### Records

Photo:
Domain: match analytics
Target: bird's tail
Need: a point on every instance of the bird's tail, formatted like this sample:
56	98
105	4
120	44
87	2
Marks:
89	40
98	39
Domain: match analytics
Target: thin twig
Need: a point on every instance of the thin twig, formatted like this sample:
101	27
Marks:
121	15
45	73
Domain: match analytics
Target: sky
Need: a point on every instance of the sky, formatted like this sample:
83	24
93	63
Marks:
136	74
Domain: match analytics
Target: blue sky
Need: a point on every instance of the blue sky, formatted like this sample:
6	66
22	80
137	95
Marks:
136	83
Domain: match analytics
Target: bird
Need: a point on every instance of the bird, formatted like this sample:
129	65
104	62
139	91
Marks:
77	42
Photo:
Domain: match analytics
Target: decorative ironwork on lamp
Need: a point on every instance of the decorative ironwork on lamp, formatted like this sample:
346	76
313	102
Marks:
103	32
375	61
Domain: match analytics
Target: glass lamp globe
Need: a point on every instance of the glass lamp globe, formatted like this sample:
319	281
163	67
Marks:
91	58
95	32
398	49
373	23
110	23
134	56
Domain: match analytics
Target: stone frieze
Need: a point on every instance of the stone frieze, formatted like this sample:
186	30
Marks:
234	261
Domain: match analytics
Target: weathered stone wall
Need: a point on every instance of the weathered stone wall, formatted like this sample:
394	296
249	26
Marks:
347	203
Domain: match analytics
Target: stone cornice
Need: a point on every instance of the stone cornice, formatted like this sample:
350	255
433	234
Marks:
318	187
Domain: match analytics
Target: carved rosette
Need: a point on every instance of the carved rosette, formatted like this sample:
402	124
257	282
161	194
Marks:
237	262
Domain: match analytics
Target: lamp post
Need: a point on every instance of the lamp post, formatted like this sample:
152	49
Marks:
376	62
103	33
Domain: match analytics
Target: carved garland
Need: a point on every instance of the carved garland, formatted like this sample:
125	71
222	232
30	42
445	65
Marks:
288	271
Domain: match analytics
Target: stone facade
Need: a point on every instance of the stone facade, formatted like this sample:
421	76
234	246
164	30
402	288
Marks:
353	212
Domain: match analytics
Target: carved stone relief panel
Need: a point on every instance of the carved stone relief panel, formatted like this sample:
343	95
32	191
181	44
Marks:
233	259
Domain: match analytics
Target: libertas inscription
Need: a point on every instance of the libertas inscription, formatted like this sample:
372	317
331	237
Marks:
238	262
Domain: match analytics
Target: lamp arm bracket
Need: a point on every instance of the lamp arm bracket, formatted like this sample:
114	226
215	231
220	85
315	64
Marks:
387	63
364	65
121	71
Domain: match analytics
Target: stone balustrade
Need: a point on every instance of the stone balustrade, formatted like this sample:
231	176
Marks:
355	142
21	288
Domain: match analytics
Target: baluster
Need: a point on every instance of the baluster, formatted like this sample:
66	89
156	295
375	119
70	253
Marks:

### Activity
From the first line above through the line that contains "Target: sky", quote each line exactly. Output nothing more.

### Result for this exercise
Photo:
Domain: match analytics
Target: bird's tail
Need: a point on every instance of the bird's tail, formatted like this sample:
56	98
105	4
120	44
87	2
Marks:
89	40
98	39
Domain: match analytics
Target: thin twig
Need: a point on every instance of the thin twig, formatted like this sample:
101	27
Marks:
121	15
45	73
Domain: match analytics
Target: sky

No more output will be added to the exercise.